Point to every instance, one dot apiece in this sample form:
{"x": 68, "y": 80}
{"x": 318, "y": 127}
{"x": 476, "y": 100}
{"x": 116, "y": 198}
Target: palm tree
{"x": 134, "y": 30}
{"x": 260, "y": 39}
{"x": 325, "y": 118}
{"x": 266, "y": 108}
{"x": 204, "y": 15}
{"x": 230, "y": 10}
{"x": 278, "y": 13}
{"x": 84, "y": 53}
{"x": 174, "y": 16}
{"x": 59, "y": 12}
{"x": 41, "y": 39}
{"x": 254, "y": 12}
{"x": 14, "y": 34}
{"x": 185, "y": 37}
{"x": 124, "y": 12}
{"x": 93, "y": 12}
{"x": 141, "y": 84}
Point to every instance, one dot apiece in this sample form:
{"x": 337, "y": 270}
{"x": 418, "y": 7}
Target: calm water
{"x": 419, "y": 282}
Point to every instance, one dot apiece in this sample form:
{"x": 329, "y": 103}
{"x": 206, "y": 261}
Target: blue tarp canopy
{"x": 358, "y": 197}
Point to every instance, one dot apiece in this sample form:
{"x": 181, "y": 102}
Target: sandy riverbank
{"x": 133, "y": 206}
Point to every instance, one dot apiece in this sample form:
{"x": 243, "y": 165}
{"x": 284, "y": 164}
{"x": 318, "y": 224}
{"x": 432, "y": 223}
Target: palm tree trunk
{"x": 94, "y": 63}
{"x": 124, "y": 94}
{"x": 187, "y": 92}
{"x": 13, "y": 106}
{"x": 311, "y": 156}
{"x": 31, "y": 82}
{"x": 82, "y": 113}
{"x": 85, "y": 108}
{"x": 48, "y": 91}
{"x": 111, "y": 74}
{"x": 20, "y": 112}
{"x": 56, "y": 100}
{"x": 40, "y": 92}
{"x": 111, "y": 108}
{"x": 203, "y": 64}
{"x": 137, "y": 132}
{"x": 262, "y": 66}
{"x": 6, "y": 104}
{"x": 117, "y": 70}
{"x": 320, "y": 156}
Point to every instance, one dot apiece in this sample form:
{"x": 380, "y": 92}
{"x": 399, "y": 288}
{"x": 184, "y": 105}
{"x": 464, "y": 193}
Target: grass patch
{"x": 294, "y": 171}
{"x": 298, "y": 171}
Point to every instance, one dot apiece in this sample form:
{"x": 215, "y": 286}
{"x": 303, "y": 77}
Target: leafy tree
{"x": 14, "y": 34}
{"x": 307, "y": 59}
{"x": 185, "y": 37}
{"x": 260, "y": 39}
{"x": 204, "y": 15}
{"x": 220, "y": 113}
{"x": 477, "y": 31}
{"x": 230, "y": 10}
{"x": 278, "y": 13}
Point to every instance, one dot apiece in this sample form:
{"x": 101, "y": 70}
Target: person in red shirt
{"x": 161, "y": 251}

| Objective |
Output each record exactly, leaving nothing out.

| Solution to this task |
Point to every instance, one dot apiece in this sample form:
{"x": 68, "y": 80}
{"x": 318, "y": 127}
{"x": 476, "y": 100}
{"x": 116, "y": 198}
Target: palm tree
{"x": 134, "y": 30}
{"x": 260, "y": 39}
{"x": 325, "y": 118}
{"x": 266, "y": 108}
{"x": 204, "y": 15}
{"x": 230, "y": 10}
{"x": 278, "y": 13}
{"x": 84, "y": 53}
{"x": 174, "y": 16}
{"x": 59, "y": 12}
{"x": 41, "y": 39}
{"x": 254, "y": 12}
{"x": 14, "y": 34}
{"x": 185, "y": 37}
{"x": 124, "y": 12}
{"x": 93, "y": 12}
{"x": 141, "y": 84}
Point to every instance, one dot apiece in this sample form:
{"x": 337, "y": 270}
{"x": 418, "y": 7}
Target: calm water
{"x": 419, "y": 282}
Point to every instance, one dot apiece in this sample form:
{"x": 329, "y": 103}
{"x": 206, "y": 261}
Target: blue tarp canopy
{"x": 358, "y": 197}
Point to every instance, one dot apiece in this sample form:
{"x": 181, "y": 102}
Target: sandy riverbank
{"x": 133, "y": 206}
Point to every instance, one dot apiece in this sample form:
{"x": 243, "y": 165}
{"x": 284, "y": 164}
{"x": 318, "y": 224}
{"x": 432, "y": 223}
Target: palm tree trunk
{"x": 94, "y": 63}
{"x": 124, "y": 94}
{"x": 187, "y": 92}
{"x": 13, "y": 106}
{"x": 311, "y": 156}
{"x": 31, "y": 82}
{"x": 82, "y": 113}
{"x": 85, "y": 108}
{"x": 48, "y": 91}
{"x": 111, "y": 74}
{"x": 20, "y": 112}
{"x": 56, "y": 100}
{"x": 40, "y": 92}
{"x": 111, "y": 108}
{"x": 203, "y": 64}
{"x": 137, "y": 132}
{"x": 262, "y": 66}
{"x": 6, "y": 104}
{"x": 117, "y": 70}
{"x": 320, "y": 156}
Point to every instance, one dot apiece in this sample form:
{"x": 380, "y": 92}
{"x": 399, "y": 288}
{"x": 184, "y": 105}
{"x": 464, "y": 193}
Target: grass patch
{"x": 294, "y": 171}
{"x": 298, "y": 171}
Point to every instance, one dot apiece in this sample form:
{"x": 215, "y": 286}
{"x": 303, "y": 77}
Target: leafy tree
{"x": 14, "y": 34}
{"x": 307, "y": 59}
{"x": 185, "y": 37}
{"x": 260, "y": 39}
{"x": 204, "y": 15}
{"x": 220, "y": 113}
{"x": 477, "y": 31}
{"x": 230, "y": 10}
{"x": 278, "y": 13}
Point to every instance, one dot apiece in this sample form:
{"x": 101, "y": 70}
Target: person in red shirt
{"x": 161, "y": 251}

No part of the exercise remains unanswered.